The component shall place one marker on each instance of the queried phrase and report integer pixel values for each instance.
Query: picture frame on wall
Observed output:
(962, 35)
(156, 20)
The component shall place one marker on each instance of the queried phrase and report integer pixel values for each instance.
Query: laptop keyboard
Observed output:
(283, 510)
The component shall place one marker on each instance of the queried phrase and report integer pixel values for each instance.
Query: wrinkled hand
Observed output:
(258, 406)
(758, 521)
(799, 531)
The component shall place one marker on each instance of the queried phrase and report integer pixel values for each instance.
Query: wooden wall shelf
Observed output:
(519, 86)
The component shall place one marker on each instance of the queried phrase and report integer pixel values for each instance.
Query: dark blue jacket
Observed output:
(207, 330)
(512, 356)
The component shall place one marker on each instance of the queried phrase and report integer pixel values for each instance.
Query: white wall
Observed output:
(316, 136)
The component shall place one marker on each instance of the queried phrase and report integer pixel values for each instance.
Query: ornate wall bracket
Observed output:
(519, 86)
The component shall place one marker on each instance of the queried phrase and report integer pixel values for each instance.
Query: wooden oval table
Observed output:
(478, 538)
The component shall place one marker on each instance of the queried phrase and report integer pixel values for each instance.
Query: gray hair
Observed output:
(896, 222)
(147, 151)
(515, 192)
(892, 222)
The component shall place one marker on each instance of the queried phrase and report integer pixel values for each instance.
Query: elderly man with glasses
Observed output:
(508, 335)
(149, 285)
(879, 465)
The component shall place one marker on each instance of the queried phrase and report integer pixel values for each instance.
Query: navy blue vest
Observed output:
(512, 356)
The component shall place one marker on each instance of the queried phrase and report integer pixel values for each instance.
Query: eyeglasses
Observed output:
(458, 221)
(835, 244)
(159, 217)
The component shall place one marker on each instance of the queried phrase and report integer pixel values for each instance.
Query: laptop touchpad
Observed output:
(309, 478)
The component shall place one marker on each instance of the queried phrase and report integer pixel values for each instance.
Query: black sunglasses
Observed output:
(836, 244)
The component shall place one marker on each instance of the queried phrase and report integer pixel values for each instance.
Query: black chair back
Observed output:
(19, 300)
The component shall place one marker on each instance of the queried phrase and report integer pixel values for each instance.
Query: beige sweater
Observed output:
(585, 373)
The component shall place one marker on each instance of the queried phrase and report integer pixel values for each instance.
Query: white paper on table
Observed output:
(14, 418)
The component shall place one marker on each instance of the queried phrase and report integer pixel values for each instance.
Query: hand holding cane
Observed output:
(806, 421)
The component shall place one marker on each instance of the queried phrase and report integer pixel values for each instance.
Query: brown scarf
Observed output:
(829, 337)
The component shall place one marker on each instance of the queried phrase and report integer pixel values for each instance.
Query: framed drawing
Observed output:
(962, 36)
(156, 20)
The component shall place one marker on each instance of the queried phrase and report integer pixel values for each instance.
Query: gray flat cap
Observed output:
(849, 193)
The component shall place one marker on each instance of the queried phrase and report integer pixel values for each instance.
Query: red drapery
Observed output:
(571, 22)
——————————
**Assignment:**
Working from the entries above, filter out every line that lacks "table" and copy what remains.

**Completed task:**
Query: wooden oval table
Query: white paper on table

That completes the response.